▸ Task instructions: Count the lines below that contain the word "field", and give only that number.

▸ Listed entries:
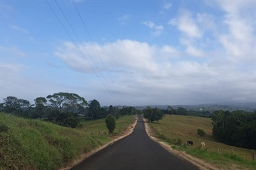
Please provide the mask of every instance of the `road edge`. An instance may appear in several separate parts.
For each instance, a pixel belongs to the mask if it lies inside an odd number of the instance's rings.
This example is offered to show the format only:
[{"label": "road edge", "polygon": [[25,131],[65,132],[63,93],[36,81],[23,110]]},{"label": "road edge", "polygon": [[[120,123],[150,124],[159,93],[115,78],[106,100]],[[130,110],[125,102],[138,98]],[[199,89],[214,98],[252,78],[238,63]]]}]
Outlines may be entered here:
[{"label": "road edge", "polygon": [[133,132],[133,130],[137,123],[138,121],[138,117],[136,117],[135,121],[130,125],[129,125],[120,135],[117,135],[118,137],[113,138],[113,140],[102,146],[100,147],[98,147],[95,148],[94,150],[92,150],[91,151],[81,154],[77,159],[74,160],[71,163],[69,163],[69,165],[66,165],[66,167],[63,168],[59,169],[59,170],[69,170],[72,169],[72,167],[76,166],[77,165],[80,164],[83,161],[84,161],[85,159],[88,158],[91,156],[95,154],[96,153],[98,152],[99,151],[103,150],[104,148],[108,147],[110,145],[112,145],[117,141],[119,141],[122,139],[124,139],[124,137],[130,135]]},{"label": "road edge", "polygon": [[198,167],[201,170],[218,170],[220,169],[214,167],[212,165],[207,163],[204,162],[203,160],[199,159],[197,158],[195,158],[193,156],[186,154],[185,152],[179,151],[174,150],[171,148],[169,143],[160,141],[156,137],[152,135],[152,133],[150,131],[151,128],[149,126],[149,123],[147,122],[147,120],[143,118],[145,124],[145,130],[147,134],[147,135],[150,137],[150,139],[154,141],[156,141],[157,143],[158,143],[160,146],[161,146],[162,148],[164,148],[165,150],[167,150],[170,153],[182,158],[184,159],[195,166]]}]

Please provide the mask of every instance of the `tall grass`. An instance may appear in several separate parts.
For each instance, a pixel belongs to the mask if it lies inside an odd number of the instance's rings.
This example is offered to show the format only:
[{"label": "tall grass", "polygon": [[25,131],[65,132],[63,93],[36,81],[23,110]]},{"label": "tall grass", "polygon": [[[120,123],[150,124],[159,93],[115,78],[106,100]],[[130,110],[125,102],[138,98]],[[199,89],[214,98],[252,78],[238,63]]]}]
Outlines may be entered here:
[{"label": "tall grass", "polygon": [[[156,136],[171,143],[176,150],[186,153],[224,169],[256,169],[256,163],[252,160],[251,150],[225,145],[216,142],[212,135],[212,120],[206,118],[171,115],[159,122],[151,124]],[[198,129],[206,133],[205,137],[197,134]],[[186,146],[193,141],[193,146]],[[199,143],[205,143],[205,148],[200,149]],[[219,148],[219,152],[218,152]],[[235,153],[231,153],[231,148]]]},{"label": "tall grass", "polygon": [[111,140],[107,133],[92,133],[104,128],[97,121],[104,120],[96,120],[96,126],[90,122],[88,129],[86,122],[83,129],[72,129],[0,113],[0,129],[5,129],[0,131],[0,169],[57,169]]}]

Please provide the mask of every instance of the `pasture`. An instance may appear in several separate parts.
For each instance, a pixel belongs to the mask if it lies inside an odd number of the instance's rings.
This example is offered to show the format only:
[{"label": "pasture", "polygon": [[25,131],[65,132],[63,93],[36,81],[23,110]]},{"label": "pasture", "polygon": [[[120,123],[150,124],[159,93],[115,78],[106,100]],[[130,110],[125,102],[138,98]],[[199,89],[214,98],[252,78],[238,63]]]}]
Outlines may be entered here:
[{"label": "pasture", "polygon": [[[134,120],[132,116],[121,116],[115,134]],[[81,123],[70,129],[0,113],[0,169],[59,169],[112,140],[104,118]]]},{"label": "pasture", "polygon": [[[180,115],[165,116],[158,122],[151,124],[156,136],[175,144],[173,148],[203,159],[224,169],[255,169],[256,163],[252,160],[252,151],[216,142],[212,135],[210,118]],[[197,129],[203,129],[206,135],[199,137]],[[193,145],[187,146],[191,141]],[[201,142],[205,149],[200,150]],[[233,154],[232,153],[233,150]]]}]

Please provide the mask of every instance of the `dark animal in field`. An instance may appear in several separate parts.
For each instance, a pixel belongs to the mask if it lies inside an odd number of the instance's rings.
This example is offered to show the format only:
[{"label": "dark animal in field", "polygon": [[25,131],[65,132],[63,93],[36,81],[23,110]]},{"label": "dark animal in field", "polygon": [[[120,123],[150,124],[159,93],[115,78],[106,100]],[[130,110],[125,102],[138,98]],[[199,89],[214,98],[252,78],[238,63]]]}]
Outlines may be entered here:
[{"label": "dark animal in field", "polygon": [[187,144],[188,146],[193,146],[193,143],[193,143],[192,141],[188,141],[186,142],[186,144]]},{"label": "dark animal in field", "polygon": [[203,141],[201,142],[200,149],[204,149],[205,147],[205,143],[204,143]]}]

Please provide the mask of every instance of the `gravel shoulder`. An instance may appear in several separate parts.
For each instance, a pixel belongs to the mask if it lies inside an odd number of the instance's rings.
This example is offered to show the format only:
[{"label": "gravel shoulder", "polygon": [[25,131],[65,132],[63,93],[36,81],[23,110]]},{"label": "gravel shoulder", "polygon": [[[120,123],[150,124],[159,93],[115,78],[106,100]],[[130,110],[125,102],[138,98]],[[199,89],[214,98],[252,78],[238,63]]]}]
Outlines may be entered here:
[{"label": "gravel shoulder", "polygon": [[78,158],[77,159],[74,160],[74,161],[70,163],[68,165],[66,165],[67,166],[66,167],[61,168],[59,170],[68,170],[74,167],[74,166],[79,165],[79,163],[82,163],[83,160],[85,160],[86,158],[89,158],[91,155],[97,153],[98,152],[103,150],[104,148],[108,147],[110,145],[112,145],[113,143],[115,143],[117,141],[119,141],[129,135],[130,135],[133,132],[133,129],[134,129],[136,124],[137,122],[138,118],[136,117],[136,120],[134,122],[133,122],[131,125],[128,126],[122,133],[120,133],[118,135],[115,135],[111,137],[113,141],[107,143],[105,145],[103,145],[100,147],[98,147],[93,150],[91,150],[89,152],[83,154]]},{"label": "gravel shoulder", "polygon": [[155,133],[150,127],[147,120],[145,120],[145,118],[143,118],[143,120],[145,122],[145,128],[149,137],[153,141],[155,141],[156,142],[158,143],[159,145],[160,145],[162,147],[163,147],[165,149],[166,149],[167,151],[169,151],[171,154],[177,156],[179,156],[187,161],[190,162],[191,163],[197,166],[201,170],[218,170],[219,169],[218,168],[214,167],[211,164],[207,163],[202,160],[200,160],[197,158],[193,157],[193,156],[186,154],[185,152],[174,150],[171,148],[171,146],[168,143],[162,141],[159,139],[154,137],[155,135]]}]

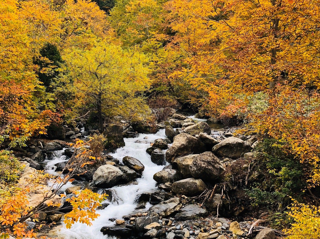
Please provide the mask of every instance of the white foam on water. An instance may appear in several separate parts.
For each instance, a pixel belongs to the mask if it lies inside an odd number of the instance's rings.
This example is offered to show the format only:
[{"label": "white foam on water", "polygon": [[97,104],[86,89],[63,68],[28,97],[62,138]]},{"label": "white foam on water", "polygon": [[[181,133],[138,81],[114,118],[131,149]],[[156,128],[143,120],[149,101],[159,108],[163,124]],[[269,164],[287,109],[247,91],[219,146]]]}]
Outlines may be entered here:
[{"label": "white foam on water", "polygon": [[[145,137],[148,138],[144,139]],[[152,163],[150,156],[147,153],[146,150],[150,147],[150,143],[155,140],[165,137],[164,130],[161,129],[155,134],[140,134],[137,138],[125,138],[125,146],[118,149],[115,153],[111,155],[120,162],[122,162],[122,158],[126,156],[135,158],[141,162],[145,166],[145,169],[142,177],[137,180],[138,184],[113,187],[112,189],[119,200],[112,202],[104,209],[97,210],[97,212],[100,216],[92,222],[92,226],[89,226],[76,223],[70,229],[67,229],[63,225],[55,232],[58,237],[66,239],[115,238],[114,237],[103,235],[100,229],[103,227],[114,225],[114,222],[109,220],[109,219],[121,219],[123,216],[129,214],[133,211],[136,206],[135,200],[138,195],[156,188],[156,182],[153,180],[153,175],[162,170],[164,166],[158,166]],[[150,206],[149,204],[147,204],[147,207]]]}]

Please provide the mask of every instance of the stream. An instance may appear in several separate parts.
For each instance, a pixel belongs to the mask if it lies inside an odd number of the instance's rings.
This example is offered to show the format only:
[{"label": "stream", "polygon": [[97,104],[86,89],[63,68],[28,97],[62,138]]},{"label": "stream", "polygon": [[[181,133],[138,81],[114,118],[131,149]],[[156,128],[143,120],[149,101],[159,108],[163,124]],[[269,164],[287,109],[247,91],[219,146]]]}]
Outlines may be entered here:
[{"label": "stream", "polygon": [[[204,121],[195,118],[194,117],[190,118],[193,118],[197,121]],[[221,128],[222,127],[217,127]],[[214,128],[213,131],[215,131],[215,129],[219,129]],[[213,134],[217,134],[218,132],[212,132],[212,133]],[[118,159],[121,163],[123,158],[126,156],[133,157],[140,160],[144,165],[145,168],[142,177],[137,180],[138,183],[113,187],[112,189],[113,192],[112,201],[111,202],[108,201],[110,205],[104,209],[97,210],[97,213],[100,216],[92,222],[92,225],[91,226],[77,223],[73,225],[70,229],[67,229],[62,224],[53,229],[53,233],[57,235],[59,238],[65,239],[116,238],[114,236],[104,235],[100,232],[100,229],[103,227],[115,224],[115,222],[109,221],[109,219],[122,219],[123,216],[129,215],[134,211],[137,204],[135,202],[137,196],[142,193],[150,192],[157,188],[156,186],[156,182],[153,180],[153,175],[161,170],[164,166],[159,166],[152,163],[150,155],[146,150],[150,147],[150,143],[153,143],[155,140],[159,138],[165,138],[166,137],[165,130],[162,129],[154,134],[140,134],[136,138],[125,138],[125,146],[118,149],[115,153],[110,154],[110,155]],[[56,174],[56,173],[54,172],[54,164],[67,160],[66,156],[62,155],[64,149],[54,152],[53,159],[45,162],[46,163],[47,172]],[[68,183],[62,189],[65,190],[72,186],[73,185],[71,183]],[[147,203],[146,211],[151,205]]]}]

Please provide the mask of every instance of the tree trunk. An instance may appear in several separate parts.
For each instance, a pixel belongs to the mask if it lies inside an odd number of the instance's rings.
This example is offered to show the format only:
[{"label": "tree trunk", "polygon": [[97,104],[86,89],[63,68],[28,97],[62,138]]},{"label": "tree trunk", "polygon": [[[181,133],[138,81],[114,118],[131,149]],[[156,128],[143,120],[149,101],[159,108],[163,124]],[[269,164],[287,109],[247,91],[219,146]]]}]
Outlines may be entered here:
[{"label": "tree trunk", "polygon": [[97,102],[97,110],[98,111],[98,119],[99,119],[99,127],[101,132],[104,130],[103,127],[103,117],[102,113],[102,102],[101,101],[102,94],[99,93],[98,94]]}]

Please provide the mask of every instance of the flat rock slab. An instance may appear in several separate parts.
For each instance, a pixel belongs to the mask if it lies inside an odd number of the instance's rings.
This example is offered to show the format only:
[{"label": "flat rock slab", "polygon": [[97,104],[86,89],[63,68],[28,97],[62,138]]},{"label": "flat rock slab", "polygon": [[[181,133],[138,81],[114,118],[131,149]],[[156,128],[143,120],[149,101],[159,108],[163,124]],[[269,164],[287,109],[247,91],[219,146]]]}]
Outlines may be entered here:
[{"label": "flat rock slab", "polygon": [[129,237],[132,233],[131,229],[127,228],[124,226],[104,227],[101,228],[100,231],[104,235],[120,236]]},{"label": "flat rock slab", "polygon": [[175,216],[176,219],[179,221],[185,221],[204,217],[208,213],[205,209],[200,207],[198,205],[192,204],[186,205],[180,211],[180,212],[177,213]]}]

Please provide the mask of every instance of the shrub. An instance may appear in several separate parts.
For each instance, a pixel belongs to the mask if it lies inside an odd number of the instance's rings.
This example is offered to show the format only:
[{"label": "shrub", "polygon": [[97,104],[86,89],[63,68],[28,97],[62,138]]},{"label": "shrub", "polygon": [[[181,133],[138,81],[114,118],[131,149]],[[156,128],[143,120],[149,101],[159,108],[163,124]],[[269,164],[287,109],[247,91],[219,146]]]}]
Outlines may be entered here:
[{"label": "shrub", "polygon": [[22,170],[20,161],[11,151],[0,150],[0,182],[14,182]]},{"label": "shrub", "polygon": [[165,96],[156,96],[149,99],[148,103],[158,123],[167,120],[173,114],[172,109],[178,104],[175,100]]},{"label": "shrub", "polygon": [[104,149],[107,143],[106,139],[103,135],[94,134],[90,137],[90,149],[92,155],[96,157],[100,156],[101,152]]}]

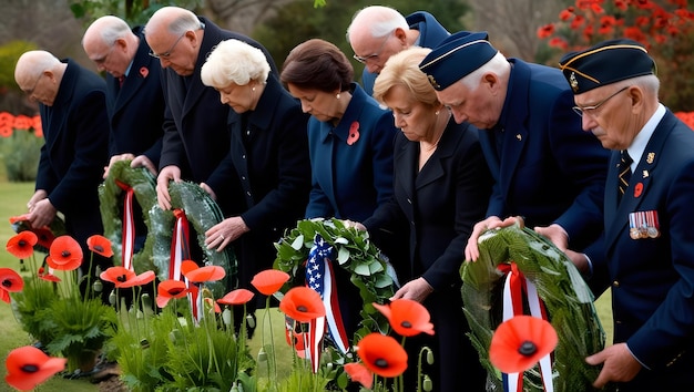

▸ Task result: 3